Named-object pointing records
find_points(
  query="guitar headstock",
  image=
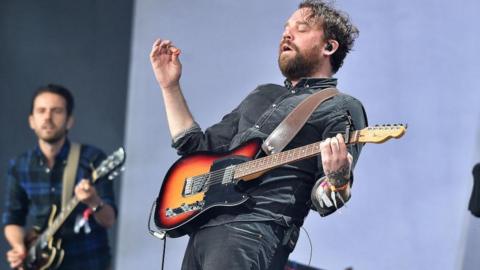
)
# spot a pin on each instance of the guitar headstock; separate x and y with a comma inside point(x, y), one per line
point(381, 133)
point(111, 165)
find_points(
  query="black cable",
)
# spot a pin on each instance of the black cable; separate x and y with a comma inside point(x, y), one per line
point(311, 246)
point(164, 248)
point(158, 234)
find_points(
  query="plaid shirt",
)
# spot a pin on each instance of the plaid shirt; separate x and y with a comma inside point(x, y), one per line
point(32, 188)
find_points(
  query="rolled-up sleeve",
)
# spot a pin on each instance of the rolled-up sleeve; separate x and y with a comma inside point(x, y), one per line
point(215, 138)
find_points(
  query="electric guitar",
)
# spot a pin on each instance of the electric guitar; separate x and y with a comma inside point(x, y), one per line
point(201, 182)
point(45, 251)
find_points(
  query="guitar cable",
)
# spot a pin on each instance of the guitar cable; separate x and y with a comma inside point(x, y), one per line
point(158, 234)
point(311, 246)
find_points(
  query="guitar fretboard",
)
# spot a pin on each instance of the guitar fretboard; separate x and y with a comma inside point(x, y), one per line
point(278, 159)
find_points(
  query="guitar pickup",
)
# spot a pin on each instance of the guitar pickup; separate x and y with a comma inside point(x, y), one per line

▸ Given task:
All of the entries need to be transcribed word for word; pictures are left out.

▸ Reply to the exercise:
find_points(
  query="guitar headstock",
  image=
)
# spot a pin on each instance of the guitar headstock; separate x and y with a comma inside point(x, y), one per line
point(381, 133)
point(111, 165)
find_points(
  query="black cable",
)
# spot a pin on each instance of the black cable; separate x and y with a comma inside point(x, y), one per line
point(311, 246)
point(164, 248)
point(158, 234)
find_points(
  query="plaid shirt",
)
# spot a pin on each instance of the plaid shirt; separate x and y with a comma inside point(x, y), one per line
point(32, 188)
find_points(
  query="rolled-up sleeve",
)
# spot a pin on each instance of the rolled-up sleeve; separate x and y with a comma inside point(x, y), one per line
point(215, 138)
find_points(
  query="electric guitar",
)
# spot a pin on each instance of the electric guitar; separate x and y with a comma inside point(x, y), one per line
point(201, 182)
point(45, 251)
find_points(
  query="guitar cable",
)
# spot a pin on each instance of the guitar cable; separate x and y with a comma inside point(x, y), one per line
point(158, 234)
point(311, 246)
find_points(
  query="guitar fretboard",
)
# spot a pin on each instance of the guitar fretboard; separate x and y with a comma inside point(x, y), one per line
point(278, 159)
find_points(
  query="guitar pickup",
)
# spot a pin on each instance of the guitar pickup; separate x and y with a comma inside point(x, y), one per line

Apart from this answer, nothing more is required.